■ Texte retenu ■
==================================================

13e Conférence internationale sur le sida : L'Afrique en deuil
Société

13e Conférence internationale sur le sida : L’Afrique en deuil

Maintenant que la 13e Conférence internationale sur le sida est terminée, la problématique de l’épidémie en Afrique sera-t-elle reléguée aux oubliettes? C’est ce que craint la Française MARIE DE CENIVAL, vice-présidente d’Act Up-Paris et l’une des dix mille délégués de la Conférence. Entrevue avec la porte-parole des sans-voix.

Chaque année, 250 000 des 40 millions d’habitants d’Afrique du Sud meurent du sida. Chaque mois, 5000 bébés y naissent porteurs du virus. Chaque jour, 1700 nouvelles contaminations au VIH y apparaissent. Chaque heure et chaque minute, une personne sur huit doit y vivre avec le douloureux statut de séropositif.

Rien de surprenant alors à ce que la 13e Conférence internationale sur le sida, tenue la semaine dernière, ait eu lieu dans ce pays d’Afrique, continent qui regroupe 75 % des personnes infectées par le VIH dans le monde. Rien d’étonnant non plus à ce que la lutte contre le sida, ce fléau qui tue davantage que les famines et les conflits armés, soit considérée comme une véritable guerre en terre africaine.

==================================================

■ Données présentées ■
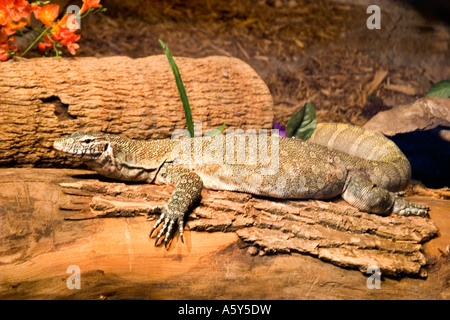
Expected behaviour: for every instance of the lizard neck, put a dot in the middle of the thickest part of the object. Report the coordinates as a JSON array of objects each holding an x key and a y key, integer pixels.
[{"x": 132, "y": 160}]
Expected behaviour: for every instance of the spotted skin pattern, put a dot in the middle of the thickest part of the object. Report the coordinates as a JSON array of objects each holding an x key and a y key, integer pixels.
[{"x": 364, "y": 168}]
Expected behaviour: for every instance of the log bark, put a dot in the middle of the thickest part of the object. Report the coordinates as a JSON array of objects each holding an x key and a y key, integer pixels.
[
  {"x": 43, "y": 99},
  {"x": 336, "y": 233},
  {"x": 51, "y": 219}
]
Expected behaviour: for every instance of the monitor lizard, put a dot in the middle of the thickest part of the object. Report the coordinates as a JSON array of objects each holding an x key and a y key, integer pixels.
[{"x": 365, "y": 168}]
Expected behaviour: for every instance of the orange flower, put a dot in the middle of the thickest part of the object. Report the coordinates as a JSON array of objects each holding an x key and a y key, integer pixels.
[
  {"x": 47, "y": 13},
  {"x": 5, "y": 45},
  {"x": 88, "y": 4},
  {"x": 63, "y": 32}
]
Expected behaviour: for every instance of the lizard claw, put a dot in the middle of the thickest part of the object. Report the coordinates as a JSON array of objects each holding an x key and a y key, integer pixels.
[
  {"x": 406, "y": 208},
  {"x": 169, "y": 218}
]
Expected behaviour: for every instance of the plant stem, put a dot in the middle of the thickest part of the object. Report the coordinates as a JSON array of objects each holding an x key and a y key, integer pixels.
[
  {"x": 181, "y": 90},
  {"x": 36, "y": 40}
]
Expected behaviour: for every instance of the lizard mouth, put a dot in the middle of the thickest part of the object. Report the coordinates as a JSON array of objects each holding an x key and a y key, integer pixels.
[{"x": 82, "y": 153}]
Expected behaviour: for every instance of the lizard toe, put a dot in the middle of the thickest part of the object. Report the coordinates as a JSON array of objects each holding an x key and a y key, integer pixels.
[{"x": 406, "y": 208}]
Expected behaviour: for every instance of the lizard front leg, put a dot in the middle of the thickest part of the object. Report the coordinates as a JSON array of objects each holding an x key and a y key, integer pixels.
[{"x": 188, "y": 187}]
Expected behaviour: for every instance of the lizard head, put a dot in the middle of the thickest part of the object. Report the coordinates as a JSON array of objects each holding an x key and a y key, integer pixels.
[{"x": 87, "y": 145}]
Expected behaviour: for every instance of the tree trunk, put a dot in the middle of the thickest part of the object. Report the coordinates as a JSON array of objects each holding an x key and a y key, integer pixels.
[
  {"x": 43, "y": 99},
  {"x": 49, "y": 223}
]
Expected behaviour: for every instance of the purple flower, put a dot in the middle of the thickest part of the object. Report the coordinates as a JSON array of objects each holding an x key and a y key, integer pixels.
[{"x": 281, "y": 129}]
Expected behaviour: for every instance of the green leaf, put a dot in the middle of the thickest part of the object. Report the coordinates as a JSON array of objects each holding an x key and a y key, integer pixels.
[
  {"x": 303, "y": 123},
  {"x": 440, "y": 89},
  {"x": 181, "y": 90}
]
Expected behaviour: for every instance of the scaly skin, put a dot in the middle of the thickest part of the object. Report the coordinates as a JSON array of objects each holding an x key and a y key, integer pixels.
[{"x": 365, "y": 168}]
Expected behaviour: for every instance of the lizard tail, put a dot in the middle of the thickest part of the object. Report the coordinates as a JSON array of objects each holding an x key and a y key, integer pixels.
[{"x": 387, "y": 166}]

==================================================

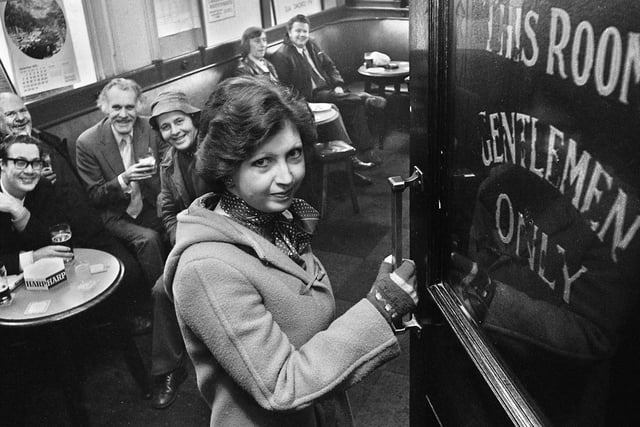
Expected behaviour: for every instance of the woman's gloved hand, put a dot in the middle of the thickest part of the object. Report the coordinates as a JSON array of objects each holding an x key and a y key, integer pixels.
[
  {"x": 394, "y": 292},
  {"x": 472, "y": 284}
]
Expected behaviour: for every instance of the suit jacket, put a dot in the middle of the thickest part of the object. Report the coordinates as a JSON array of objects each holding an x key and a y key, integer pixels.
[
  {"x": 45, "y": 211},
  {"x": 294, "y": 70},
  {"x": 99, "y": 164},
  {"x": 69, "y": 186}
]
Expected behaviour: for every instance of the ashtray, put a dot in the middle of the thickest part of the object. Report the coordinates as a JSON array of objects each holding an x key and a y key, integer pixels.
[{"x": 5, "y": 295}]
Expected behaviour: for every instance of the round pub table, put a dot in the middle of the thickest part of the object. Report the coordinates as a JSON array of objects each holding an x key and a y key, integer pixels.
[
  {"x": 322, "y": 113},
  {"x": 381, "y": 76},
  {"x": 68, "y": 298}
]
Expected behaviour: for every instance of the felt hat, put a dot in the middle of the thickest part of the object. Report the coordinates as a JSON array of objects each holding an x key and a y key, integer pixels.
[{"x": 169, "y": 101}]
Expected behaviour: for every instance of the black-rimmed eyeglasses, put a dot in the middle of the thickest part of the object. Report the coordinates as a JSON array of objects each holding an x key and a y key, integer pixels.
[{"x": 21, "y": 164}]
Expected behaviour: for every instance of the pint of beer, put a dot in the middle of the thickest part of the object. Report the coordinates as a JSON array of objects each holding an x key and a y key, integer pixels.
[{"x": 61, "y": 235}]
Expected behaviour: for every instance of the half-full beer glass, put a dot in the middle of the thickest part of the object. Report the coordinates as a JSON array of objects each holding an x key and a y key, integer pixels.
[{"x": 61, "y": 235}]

==================================================

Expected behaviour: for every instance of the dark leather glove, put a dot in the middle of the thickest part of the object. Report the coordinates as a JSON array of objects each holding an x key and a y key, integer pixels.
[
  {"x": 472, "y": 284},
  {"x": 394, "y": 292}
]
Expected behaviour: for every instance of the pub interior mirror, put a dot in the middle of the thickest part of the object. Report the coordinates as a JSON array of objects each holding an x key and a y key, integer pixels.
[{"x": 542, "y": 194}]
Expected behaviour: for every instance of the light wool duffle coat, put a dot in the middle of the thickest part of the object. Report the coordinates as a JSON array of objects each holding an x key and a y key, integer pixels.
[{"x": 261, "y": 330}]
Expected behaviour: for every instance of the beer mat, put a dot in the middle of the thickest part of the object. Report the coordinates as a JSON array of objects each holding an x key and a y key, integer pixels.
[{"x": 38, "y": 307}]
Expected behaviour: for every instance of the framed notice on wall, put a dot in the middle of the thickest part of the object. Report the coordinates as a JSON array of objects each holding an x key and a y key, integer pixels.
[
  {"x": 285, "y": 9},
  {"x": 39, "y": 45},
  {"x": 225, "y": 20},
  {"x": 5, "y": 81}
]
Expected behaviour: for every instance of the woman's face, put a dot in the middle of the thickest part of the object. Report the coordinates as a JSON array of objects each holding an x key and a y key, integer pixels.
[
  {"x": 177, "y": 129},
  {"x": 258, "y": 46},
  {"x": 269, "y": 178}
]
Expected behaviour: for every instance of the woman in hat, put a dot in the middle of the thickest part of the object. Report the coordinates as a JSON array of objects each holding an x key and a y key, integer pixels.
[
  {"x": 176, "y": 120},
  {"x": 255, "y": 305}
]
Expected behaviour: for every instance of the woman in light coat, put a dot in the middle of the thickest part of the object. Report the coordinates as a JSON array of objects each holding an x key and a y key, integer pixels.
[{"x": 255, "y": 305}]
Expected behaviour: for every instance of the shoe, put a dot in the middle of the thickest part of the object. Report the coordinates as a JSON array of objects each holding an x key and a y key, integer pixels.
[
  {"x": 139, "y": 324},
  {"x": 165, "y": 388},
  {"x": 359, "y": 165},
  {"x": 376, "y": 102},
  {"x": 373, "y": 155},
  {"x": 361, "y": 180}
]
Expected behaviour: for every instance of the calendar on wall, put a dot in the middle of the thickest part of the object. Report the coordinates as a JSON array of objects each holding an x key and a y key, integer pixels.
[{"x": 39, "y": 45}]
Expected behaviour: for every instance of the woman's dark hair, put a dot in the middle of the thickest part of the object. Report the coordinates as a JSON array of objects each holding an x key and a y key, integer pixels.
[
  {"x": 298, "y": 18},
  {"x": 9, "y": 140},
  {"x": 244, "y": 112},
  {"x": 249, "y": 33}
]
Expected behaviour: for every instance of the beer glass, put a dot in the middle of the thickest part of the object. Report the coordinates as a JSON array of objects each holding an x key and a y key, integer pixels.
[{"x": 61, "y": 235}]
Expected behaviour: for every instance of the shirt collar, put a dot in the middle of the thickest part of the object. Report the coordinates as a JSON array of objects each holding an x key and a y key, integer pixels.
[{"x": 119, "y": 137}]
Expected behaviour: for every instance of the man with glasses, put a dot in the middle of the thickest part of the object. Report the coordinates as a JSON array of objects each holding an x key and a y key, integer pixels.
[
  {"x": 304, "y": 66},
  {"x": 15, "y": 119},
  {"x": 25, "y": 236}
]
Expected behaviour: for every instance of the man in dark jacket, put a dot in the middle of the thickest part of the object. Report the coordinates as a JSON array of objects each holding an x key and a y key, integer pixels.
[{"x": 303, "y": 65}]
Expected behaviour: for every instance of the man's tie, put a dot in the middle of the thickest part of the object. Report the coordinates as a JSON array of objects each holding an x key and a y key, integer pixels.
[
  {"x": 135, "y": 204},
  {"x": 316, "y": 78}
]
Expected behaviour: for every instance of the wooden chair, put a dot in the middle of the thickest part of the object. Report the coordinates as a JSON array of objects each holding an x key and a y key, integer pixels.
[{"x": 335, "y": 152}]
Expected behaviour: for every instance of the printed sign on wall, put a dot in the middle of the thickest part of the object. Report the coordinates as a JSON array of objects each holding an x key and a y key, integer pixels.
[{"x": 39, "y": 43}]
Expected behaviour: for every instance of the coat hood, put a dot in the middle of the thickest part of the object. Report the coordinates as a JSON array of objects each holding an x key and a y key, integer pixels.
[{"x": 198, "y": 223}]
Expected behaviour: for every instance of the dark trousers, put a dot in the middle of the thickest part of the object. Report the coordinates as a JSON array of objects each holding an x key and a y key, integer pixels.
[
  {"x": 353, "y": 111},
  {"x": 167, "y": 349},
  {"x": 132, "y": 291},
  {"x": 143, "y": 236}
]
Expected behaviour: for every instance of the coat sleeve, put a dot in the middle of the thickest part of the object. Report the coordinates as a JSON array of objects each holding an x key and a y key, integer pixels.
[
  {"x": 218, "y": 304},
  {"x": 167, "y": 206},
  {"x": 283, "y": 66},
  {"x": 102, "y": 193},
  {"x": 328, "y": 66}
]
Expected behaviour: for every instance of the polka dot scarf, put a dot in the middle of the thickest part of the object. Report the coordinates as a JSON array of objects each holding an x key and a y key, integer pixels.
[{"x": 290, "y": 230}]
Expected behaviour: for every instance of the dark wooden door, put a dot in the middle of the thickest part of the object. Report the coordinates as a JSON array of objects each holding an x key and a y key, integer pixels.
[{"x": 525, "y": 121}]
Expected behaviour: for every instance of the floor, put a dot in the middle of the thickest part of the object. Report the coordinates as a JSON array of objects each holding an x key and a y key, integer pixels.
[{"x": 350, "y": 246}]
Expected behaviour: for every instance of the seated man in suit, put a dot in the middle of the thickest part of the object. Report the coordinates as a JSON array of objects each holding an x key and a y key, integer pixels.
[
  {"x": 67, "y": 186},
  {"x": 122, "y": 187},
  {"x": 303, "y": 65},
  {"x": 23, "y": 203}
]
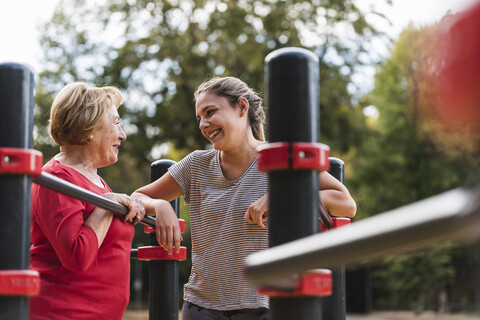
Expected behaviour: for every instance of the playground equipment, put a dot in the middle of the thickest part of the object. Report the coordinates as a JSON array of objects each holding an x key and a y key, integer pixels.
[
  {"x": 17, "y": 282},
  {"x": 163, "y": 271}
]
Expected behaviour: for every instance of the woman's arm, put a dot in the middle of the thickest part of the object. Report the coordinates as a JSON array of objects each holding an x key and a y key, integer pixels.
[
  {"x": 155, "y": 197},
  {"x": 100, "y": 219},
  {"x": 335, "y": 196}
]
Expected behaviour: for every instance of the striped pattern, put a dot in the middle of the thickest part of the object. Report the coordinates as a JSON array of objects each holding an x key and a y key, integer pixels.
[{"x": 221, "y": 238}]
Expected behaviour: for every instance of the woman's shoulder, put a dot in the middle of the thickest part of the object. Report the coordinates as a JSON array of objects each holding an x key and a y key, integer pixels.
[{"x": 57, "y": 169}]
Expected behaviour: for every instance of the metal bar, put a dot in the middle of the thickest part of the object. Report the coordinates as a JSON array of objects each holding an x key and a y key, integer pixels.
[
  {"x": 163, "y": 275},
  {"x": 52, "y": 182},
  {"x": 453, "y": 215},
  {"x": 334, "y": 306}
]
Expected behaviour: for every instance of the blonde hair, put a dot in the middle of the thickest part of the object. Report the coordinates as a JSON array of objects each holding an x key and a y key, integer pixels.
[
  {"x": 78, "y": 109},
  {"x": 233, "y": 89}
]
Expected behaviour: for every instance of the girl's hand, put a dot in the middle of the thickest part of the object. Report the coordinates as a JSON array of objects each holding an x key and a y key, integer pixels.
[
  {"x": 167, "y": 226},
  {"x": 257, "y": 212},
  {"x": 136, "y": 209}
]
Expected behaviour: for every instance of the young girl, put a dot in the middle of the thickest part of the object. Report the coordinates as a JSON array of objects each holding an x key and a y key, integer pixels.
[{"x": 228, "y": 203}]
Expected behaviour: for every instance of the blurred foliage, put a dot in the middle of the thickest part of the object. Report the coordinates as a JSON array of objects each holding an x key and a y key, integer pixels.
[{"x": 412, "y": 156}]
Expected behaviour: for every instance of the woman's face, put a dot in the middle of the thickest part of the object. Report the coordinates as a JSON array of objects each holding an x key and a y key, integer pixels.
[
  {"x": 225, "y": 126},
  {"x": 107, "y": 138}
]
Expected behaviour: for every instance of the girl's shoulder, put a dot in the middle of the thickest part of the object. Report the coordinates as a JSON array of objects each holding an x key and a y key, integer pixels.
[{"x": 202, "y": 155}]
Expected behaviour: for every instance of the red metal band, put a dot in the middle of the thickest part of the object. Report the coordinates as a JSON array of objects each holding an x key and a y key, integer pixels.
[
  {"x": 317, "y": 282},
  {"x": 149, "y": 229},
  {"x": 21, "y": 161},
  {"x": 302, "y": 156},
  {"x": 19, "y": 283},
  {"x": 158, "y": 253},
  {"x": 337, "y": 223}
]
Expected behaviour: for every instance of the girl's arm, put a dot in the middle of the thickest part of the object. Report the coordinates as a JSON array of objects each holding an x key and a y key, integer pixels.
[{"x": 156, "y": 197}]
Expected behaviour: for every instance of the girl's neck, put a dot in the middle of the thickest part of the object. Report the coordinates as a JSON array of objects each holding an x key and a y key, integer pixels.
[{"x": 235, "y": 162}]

==================================================

■ Consigne ■
Répondez aux questions suivantes à partir de l'article sur la 13e Conférence internationale sur le sida.
(a) Quelle fonction Marie de Cenival occupe-t-elle au sein d'Act Up-Paris ?
(b) Combien de bébés naissent chaque mois porteurs du virus en Afrique du Sud ?
(c) Quelle part des personnes infectées par le VIH dans le monde le continent africain regroupe-t-il ?

■ Corrigé ■
(a) Elle en est la vice-présidente.
(b) 5000 bébés.
(c) 75 %.